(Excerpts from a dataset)
*** Begin section ***

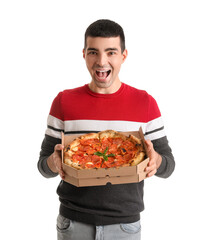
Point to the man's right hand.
(54, 161)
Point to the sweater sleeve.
(55, 126)
(156, 133)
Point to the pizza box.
(102, 176)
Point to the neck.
(105, 90)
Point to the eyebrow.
(106, 50)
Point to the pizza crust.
(72, 148)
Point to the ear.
(83, 53)
(124, 54)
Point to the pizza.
(106, 149)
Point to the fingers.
(57, 159)
(151, 168)
(58, 147)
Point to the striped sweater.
(80, 110)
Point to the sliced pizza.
(105, 149)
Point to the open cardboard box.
(102, 176)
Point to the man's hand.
(155, 159)
(54, 161)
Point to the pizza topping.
(106, 150)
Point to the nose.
(102, 60)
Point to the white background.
(170, 56)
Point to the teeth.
(102, 70)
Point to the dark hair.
(105, 28)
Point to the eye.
(112, 53)
(92, 53)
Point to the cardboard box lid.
(101, 176)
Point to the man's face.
(103, 59)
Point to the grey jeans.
(72, 230)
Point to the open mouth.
(102, 74)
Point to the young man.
(112, 211)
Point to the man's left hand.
(155, 159)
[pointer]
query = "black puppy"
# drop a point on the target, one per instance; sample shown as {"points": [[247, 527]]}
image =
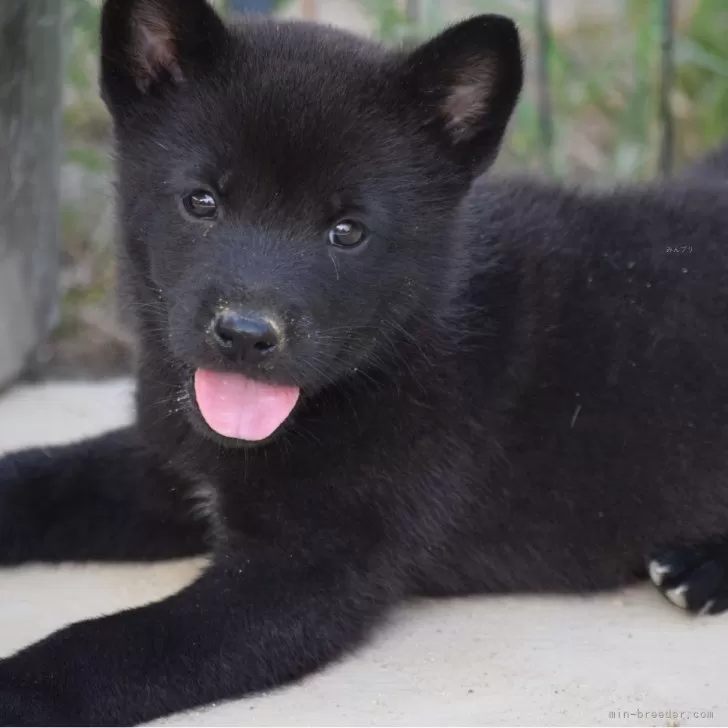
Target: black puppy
{"points": [[382, 373]]}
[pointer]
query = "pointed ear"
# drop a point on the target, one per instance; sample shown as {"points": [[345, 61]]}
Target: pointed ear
{"points": [[149, 44], [464, 84]]}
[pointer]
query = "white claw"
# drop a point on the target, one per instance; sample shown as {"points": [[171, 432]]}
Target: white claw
{"points": [[678, 596], [658, 572]]}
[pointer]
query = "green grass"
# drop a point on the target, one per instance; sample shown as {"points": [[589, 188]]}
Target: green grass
{"points": [[604, 94]]}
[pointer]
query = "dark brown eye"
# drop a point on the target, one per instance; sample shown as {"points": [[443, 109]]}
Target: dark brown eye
{"points": [[200, 204], [347, 234]]}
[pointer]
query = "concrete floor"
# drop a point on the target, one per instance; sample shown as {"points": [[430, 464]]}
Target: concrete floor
{"points": [[616, 659]]}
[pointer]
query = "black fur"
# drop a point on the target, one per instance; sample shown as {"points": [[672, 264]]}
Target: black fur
{"points": [[512, 387]]}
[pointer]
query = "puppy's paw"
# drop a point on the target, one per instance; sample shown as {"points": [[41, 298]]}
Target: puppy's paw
{"points": [[693, 578]]}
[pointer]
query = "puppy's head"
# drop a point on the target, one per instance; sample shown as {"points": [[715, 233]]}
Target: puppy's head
{"points": [[287, 192]]}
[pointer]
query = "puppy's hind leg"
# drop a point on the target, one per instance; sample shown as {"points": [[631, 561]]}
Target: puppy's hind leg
{"points": [[693, 578]]}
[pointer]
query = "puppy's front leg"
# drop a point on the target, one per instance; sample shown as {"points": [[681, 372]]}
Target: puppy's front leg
{"points": [[251, 622]]}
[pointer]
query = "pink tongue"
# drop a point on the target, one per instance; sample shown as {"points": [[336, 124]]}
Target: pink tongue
{"points": [[241, 408]]}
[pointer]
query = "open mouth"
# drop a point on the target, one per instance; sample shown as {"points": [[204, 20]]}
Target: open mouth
{"points": [[241, 408]]}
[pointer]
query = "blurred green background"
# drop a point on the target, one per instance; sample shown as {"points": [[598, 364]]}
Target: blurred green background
{"points": [[605, 101]]}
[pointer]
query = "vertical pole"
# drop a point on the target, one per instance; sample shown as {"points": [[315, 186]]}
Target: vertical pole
{"points": [[667, 77], [30, 144]]}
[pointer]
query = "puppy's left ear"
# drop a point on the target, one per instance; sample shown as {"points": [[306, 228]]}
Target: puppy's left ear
{"points": [[150, 46], [463, 86]]}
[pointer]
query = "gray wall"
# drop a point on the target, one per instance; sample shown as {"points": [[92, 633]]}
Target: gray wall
{"points": [[30, 133]]}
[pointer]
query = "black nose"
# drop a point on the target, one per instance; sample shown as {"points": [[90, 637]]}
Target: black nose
{"points": [[247, 336]]}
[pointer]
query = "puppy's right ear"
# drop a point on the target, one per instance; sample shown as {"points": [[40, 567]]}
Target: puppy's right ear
{"points": [[148, 46]]}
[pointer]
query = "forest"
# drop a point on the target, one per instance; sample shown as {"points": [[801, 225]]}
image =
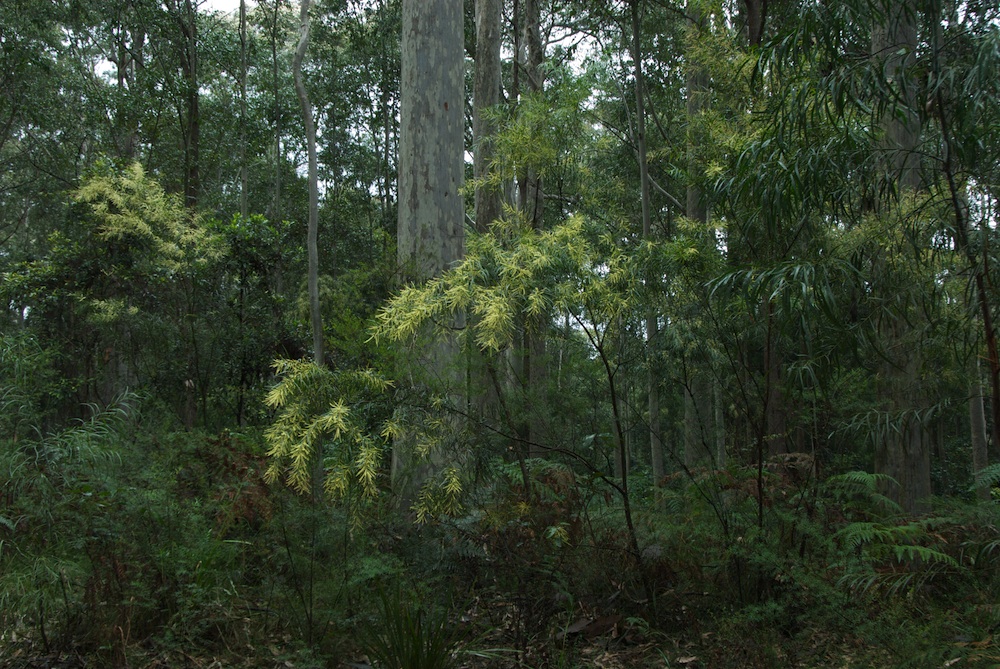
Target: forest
{"points": [[429, 334]]}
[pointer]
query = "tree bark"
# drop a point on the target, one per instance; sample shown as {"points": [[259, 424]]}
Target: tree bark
{"points": [[977, 425], [315, 315], [486, 96], [243, 109], [695, 400], [903, 453], [652, 382], [431, 170]]}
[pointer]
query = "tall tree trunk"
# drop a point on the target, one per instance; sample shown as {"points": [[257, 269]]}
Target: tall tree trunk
{"points": [[243, 109], [652, 382], [486, 96], [431, 171], [977, 425], [532, 205], [695, 402], [188, 23], [315, 315], [275, 213], [903, 453]]}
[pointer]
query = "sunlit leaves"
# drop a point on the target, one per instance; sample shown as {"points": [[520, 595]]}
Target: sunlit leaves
{"points": [[316, 432]]}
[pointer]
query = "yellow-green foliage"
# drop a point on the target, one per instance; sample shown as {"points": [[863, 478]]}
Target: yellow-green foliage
{"points": [[516, 275], [314, 421], [133, 208]]}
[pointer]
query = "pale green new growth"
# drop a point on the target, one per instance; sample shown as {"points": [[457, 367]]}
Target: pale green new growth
{"points": [[313, 415], [133, 208]]}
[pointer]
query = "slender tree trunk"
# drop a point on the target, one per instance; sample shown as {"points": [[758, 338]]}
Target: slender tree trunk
{"points": [[977, 424], [695, 208], [315, 315], [431, 171], [652, 382], [275, 213], [905, 451], [188, 24], [243, 109], [486, 96], [532, 205]]}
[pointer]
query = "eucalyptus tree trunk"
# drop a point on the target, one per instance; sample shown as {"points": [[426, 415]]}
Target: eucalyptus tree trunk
{"points": [[431, 170], [977, 424], [531, 203], [484, 380], [187, 22], [243, 108], [486, 96], [275, 212], [652, 382], [315, 316], [903, 452], [697, 390]]}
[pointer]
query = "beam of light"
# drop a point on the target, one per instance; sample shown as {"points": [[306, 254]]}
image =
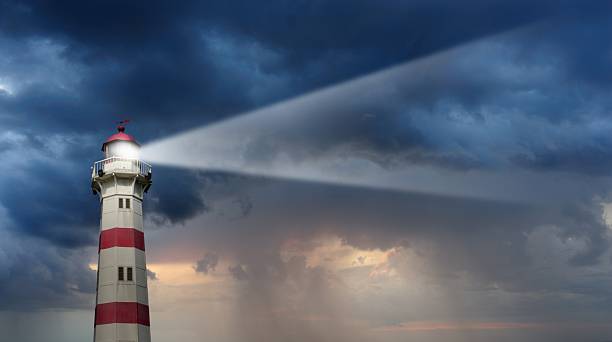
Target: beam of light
{"points": [[327, 136]]}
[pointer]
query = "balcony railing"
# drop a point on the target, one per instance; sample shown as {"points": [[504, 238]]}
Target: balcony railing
{"points": [[120, 165]]}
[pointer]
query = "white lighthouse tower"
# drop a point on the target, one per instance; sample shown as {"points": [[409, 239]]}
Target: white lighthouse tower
{"points": [[121, 180]]}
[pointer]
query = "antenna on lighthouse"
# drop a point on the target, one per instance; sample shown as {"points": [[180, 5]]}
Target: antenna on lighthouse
{"points": [[121, 124]]}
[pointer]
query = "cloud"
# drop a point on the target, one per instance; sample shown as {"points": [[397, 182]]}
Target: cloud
{"points": [[151, 275], [208, 263]]}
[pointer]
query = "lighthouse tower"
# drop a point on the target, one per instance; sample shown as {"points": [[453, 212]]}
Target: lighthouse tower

*** End section ***

EXERCISE DESCRIPTION
Leave the images behind and write out every entry exactly.

REPLY
Point to the man's right hand.
(54, 161)
Point to the sweater sleeve.
(55, 126)
(156, 133)
Point to the pizza box.
(102, 176)
Point to the neck.
(105, 90)
Point to the eyebrow.
(106, 50)
Point to the pizza crust.
(72, 148)
Point to the ear.
(83, 53)
(124, 54)
Point to the pizza.
(106, 149)
Point to the fingers.
(57, 159)
(151, 168)
(58, 147)
Point to the striped sweater.
(80, 110)
Point to the sliced pizza.
(105, 149)
Point to the open cardboard box.
(102, 176)
Point to the man's hand.
(155, 159)
(54, 161)
Point to the pizza topping.
(106, 150)
Point to the nose.
(102, 60)
Point to the white background.
(170, 56)
Point to the teeth.
(102, 70)
Point to the dark hair.
(105, 28)
Point to the eye.
(112, 53)
(92, 53)
Point to the cardboard box lid.
(101, 176)
Point to the man's face.
(103, 59)
Point to the grey jeans.
(72, 230)
Point to the open mouth.
(102, 74)
Point to the young man.
(112, 211)
Point to the man's left hand.
(155, 159)
[pointer]
query = "black puppy"
# drop a point on the target, one per instance; sample shown as {"points": [[247, 527]]}
image =
Target: black puppy
{"points": [[382, 373]]}
[pointer]
query = "pointed ear"
# drop a point on the target, one per instance; sample shown as {"points": [[345, 61]]}
Target: pointed ear
{"points": [[149, 44], [464, 84]]}
[pointer]
query = "white claw"
# drop a point on the target, one per instance; sample shown as {"points": [[171, 432]]}
Target: white claw
{"points": [[678, 596], [658, 572]]}
[pointer]
query = "green grass"
# drop a point on the target, one per instance; sample shown as {"points": [[589, 188]]}
Target: green grass
{"points": [[604, 94]]}
[pointer]
query = "dark brown eye"
# drop a point on the target, one per instance; sample shown as {"points": [[443, 109]]}
Target: dark brown eye
{"points": [[200, 204], [347, 234]]}
[pointer]
query = "concrete floor"
# drop a point on the target, one per instance; sample shown as {"points": [[430, 464]]}
Target: concrete floor
{"points": [[616, 659]]}
[pointer]
query = "black fur"
# drop a point on the target, one per instance; sample shown as {"points": [[672, 264]]}
Target: black fur
{"points": [[512, 387]]}
[pointer]
query = "puppy's paw"
# drop a point on the target, one per instance; sample shown as {"points": [[41, 298]]}
Target: puppy's paw
{"points": [[693, 578]]}
[pointer]
query = "puppy's head"
# drop a point on the target, one per instance; sample shown as {"points": [[715, 233]]}
Target: puppy's head
{"points": [[287, 192]]}
[pointer]
query = "puppy's hind leg"
# drop a point on the target, one per instance; sample shown as {"points": [[631, 561]]}
Target: puppy's hind leg
{"points": [[693, 578]]}
[pointer]
query = "puppy's front leg"
# drop a point on the target, one per instance; sample shown as {"points": [[681, 372]]}
Target: puppy's front leg
{"points": [[251, 622]]}
[pointer]
query = "pink tongue"
# drop a point on the target, one per instance; sample shown as {"points": [[336, 124]]}
Target: pink tongue
{"points": [[241, 408]]}
[pointer]
query = "open mouth"
# drop a point on the target, one per instance; sample shown as {"points": [[204, 20]]}
Target: open mouth
{"points": [[241, 408]]}
[pointer]
query = "blurred green background"
# drop a point on the target, one per instance; sample shown as {"points": [[598, 364]]}
Target: blurred green background
{"points": [[605, 101]]}
[pointer]
query = "vertical pole"
# drop a point on the target, one per instance; sample shown as {"points": [[315, 186]]}
Target: vertical pole
{"points": [[667, 77], [30, 144]]}
[pointer]
query = "puppy's left ear"
# drop a point on the target, one per instance; sample shown as {"points": [[306, 228]]}
Target: puppy's left ear
{"points": [[150, 46], [463, 86]]}
[pointer]
query = "gray wall"
# drop a point on the target, one per instance; sample shown as {"points": [[92, 633]]}
Target: gray wall
{"points": [[30, 133]]}
[pointer]
query = "black nose"
# drop a point on the target, one per instance; sample shown as {"points": [[90, 637]]}
Target: black nose
{"points": [[247, 336]]}
[pointer]
query = "puppy's right ear"
# drop a point on the target, one per instance; sample shown as {"points": [[40, 567]]}
Target: puppy's right ear
{"points": [[148, 46]]}
[pointer]
query = "forest"
# drop a point on the target, one per instance; sample shown as {"points": [[801, 225]]}
image =
Target: forest
{"points": [[429, 334]]}
[pointer]
query = "tree bark"
# drop a point on the target, one per instance; sample shown as {"points": [[259, 424]]}
Target: tree bark
{"points": [[977, 425], [315, 315], [486, 96], [243, 109], [695, 400], [903, 453], [652, 382], [431, 170]]}
[pointer]
query = "tall tree trunk"
# drop a point on the target, one per instance; sample shown as {"points": [[257, 269]]}
Target: tall tree trunk
{"points": [[243, 109], [652, 382], [486, 96], [431, 171], [977, 425], [532, 205], [695, 402], [188, 23], [315, 315], [275, 213], [903, 453]]}
[pointer]
query = "sunlit leaves"
# drop a point on the target, one per instance; sample shown as {"points": [[520, 595]]}
Target: sunlit leaves
{"points": [[316, 432]]}
[pointer]
query = "yellow-green foliage"
# drop a point on the target, one per instance; sample shown as {"points": [[863, 478]]}
Target: yellow-green foliage
{"points": [[516, 275], [314, 421], [133, 208]]}
[pointer]
query = "pale green new growth"
# drop a point on the target, one per instance; sample shown as {"points": [[457, 367]]}
Target: pale green new growth
{"points": [[313, 415], [133, 208]]}
[pointer]
query = "slender tree trunk"
# drop a point on the target, one per instance; sample shown as {"points": [[758, 338]]}
Target: slender tree trunk
{"points": [[977, 424], [695, 208], [315, 315], [431, 171], [652, 382], [275, 213], [905, 451], [188, 24], [243, 109], [486, 96], [532, 205]]}
[pointer]
query = "eucalyptus tree trunk"
# drop a point on the target, one per instance; sample shown as {"points": [[426, 415]]}
Target: eucalyptus tree trunk
{"points": [[431, 170], [977, 424], [531, 203], [484, 380], [187, 22], [243, 108], [486, 96], [275, 212], [652, 382], [315, 316], [903, 452], [697, 390]]}
[pointer]
query = "beam of light"
# drop a point on the target, one per instance; sample shown as {"points": [[306, 254]]}
image =
Target: beam of light
{"points": [[327, 136]]}
[pointer]
query = "balcony railing"
# drop a point on the target, one per instance; sample shown as {"points": [[504, 238]]}
Target: balcony railing
{"points": [[120, 165]]}
[pointer]
query = "white lighthouse tower"
# drop a point on the target, one per instance; sample shown as {"points": [[409, 239]]}
Target: white lighthouse tower
{"points": [[121, 180]]}
[pointer]
query = "antenna on lighthouse"
# drop a point on the target, one per instance; sample shown as {"points": [[180, 5]]}
Target: antenna on lighthouse
{"points": [[121, 124]]}
[pointer]
query = "cloud"
# drop a point on the target, one per instance; sample shown as {"points": [[397, 182]]}
Target: cloud
{"points": [[151, 275], [208, 263]]}
[pointer]
query = "lighthouse tower"
# drop a point on the target, one per instance; sample shown as {"points": [[453, 212]]}
Target: lighthouse tower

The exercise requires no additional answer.